** Start **

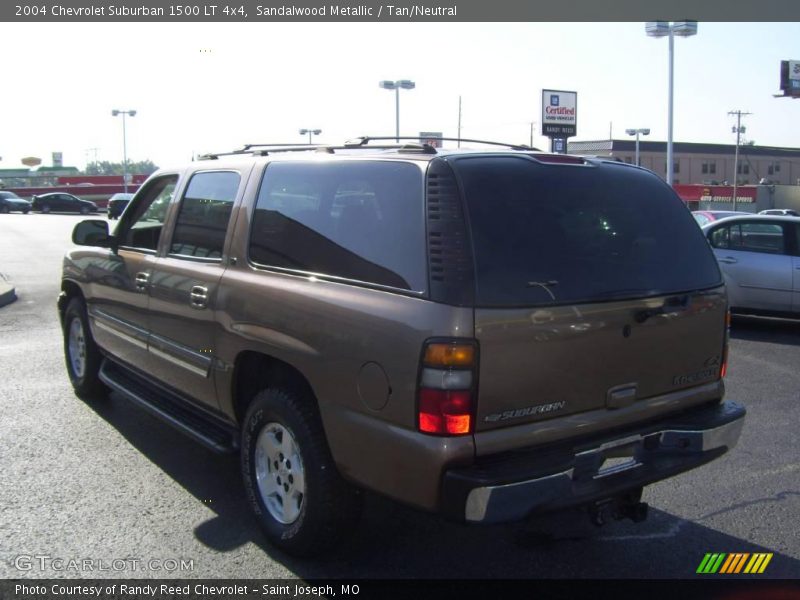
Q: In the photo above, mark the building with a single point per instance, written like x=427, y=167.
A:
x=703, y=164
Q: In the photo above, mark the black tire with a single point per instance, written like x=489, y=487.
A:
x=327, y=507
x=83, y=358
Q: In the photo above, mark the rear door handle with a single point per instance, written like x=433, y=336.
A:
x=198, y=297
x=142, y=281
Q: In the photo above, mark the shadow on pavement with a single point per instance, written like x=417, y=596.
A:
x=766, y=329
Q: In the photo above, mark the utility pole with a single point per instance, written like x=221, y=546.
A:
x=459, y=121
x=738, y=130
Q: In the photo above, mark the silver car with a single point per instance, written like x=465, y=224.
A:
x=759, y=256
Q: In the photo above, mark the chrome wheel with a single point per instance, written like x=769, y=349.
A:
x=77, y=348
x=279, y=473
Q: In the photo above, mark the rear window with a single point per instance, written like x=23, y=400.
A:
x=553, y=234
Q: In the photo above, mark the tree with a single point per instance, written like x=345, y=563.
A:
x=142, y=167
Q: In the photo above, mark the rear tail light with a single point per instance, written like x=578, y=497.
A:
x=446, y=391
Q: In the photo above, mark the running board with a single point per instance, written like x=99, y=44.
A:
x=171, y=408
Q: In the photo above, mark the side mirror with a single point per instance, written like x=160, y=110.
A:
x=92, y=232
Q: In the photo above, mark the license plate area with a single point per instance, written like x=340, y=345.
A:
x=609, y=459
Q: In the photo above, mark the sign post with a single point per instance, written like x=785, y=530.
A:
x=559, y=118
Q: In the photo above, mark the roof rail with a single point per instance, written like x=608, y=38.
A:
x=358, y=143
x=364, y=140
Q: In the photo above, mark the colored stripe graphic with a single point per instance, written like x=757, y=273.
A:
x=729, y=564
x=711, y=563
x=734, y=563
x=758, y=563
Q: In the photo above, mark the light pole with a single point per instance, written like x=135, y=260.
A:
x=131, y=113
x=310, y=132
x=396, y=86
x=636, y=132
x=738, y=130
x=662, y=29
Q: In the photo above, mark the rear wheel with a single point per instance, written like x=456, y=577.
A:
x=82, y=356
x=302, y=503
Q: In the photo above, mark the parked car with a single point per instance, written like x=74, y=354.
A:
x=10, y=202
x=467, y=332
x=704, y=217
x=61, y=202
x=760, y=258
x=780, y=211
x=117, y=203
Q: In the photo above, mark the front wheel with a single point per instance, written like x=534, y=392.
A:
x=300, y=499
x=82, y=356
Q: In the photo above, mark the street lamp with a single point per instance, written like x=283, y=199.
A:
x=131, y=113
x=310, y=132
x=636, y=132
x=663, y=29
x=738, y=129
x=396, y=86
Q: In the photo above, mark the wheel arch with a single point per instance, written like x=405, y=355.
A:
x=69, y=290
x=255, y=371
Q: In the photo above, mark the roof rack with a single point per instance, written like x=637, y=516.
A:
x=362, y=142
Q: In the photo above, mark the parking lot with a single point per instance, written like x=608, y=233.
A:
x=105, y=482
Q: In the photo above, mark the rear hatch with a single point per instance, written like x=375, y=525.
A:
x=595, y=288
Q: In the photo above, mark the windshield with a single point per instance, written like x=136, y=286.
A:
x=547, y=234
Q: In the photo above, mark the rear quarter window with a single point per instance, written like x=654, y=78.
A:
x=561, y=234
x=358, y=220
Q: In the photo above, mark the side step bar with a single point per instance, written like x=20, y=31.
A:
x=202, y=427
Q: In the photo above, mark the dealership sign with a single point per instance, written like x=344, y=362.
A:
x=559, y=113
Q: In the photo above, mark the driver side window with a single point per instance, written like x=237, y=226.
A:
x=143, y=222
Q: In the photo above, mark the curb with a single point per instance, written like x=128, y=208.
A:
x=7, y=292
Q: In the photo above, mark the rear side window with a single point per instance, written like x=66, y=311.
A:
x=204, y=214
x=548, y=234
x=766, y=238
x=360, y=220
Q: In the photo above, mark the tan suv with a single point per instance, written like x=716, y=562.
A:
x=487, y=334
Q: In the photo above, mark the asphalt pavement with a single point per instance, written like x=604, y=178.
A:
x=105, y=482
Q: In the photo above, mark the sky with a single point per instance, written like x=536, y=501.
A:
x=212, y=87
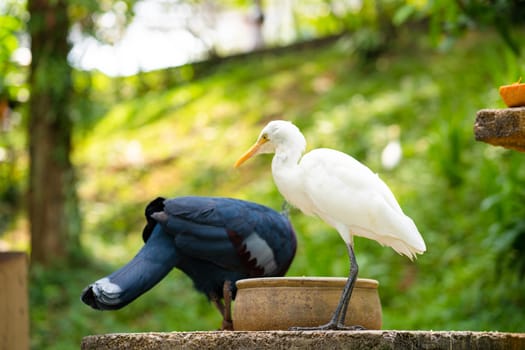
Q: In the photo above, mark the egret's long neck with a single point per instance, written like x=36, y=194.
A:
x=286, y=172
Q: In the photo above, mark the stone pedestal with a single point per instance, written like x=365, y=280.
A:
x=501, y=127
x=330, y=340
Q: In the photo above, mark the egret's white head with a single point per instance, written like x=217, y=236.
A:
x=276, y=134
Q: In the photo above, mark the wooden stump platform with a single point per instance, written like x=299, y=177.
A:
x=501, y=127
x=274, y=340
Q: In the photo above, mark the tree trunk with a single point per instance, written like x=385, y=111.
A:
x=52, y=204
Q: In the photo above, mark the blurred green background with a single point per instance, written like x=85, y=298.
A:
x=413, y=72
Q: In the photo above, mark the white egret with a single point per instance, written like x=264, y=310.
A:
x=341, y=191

** End **
** Start **

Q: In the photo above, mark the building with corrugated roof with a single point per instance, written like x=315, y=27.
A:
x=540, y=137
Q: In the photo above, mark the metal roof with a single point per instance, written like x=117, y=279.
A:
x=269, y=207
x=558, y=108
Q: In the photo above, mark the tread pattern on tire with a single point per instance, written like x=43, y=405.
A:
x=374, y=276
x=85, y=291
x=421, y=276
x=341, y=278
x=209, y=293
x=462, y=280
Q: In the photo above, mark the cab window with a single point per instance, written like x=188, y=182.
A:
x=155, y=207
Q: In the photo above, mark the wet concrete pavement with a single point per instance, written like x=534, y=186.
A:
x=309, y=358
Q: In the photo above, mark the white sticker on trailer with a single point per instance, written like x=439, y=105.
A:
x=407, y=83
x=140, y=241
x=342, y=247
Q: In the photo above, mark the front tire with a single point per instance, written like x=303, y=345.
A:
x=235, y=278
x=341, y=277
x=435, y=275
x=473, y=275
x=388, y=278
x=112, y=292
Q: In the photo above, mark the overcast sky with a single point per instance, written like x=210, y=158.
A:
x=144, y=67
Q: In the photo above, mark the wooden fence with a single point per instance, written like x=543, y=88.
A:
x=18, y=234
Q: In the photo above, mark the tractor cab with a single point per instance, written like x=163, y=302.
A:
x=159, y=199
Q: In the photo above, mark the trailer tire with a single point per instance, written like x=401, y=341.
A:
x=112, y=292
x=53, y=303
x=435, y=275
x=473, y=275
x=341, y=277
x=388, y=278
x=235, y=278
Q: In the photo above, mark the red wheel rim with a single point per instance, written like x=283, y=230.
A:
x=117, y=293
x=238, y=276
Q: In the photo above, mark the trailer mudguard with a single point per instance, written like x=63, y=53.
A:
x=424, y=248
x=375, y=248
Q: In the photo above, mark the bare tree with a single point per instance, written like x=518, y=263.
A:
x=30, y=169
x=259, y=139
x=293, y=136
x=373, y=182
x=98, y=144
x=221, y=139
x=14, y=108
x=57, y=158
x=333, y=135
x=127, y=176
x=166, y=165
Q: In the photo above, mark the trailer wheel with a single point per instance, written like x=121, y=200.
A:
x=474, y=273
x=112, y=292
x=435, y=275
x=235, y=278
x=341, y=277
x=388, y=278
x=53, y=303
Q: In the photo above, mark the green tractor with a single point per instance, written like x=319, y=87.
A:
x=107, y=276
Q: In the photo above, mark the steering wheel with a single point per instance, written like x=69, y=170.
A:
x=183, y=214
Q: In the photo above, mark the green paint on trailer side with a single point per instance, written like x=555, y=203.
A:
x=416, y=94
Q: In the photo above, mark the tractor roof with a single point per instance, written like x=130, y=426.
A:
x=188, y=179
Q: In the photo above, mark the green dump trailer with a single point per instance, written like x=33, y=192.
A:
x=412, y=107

** End **

Task statement: Copy out the lines of the listing verbatim, from the line containing "Q: In the photo above, mark the chrome" through the line containing "x=553, y=234", both included.

Finished task:
Q: In the photo above, mark the chrome wheel with a single point per instance, written like x=769, y=349.
A:
x=77, y=348
x=279, y=473
Q: In the photo above, mark the rear window with a single point per instance, written like x=23, y=400.
A:
x=553, y=234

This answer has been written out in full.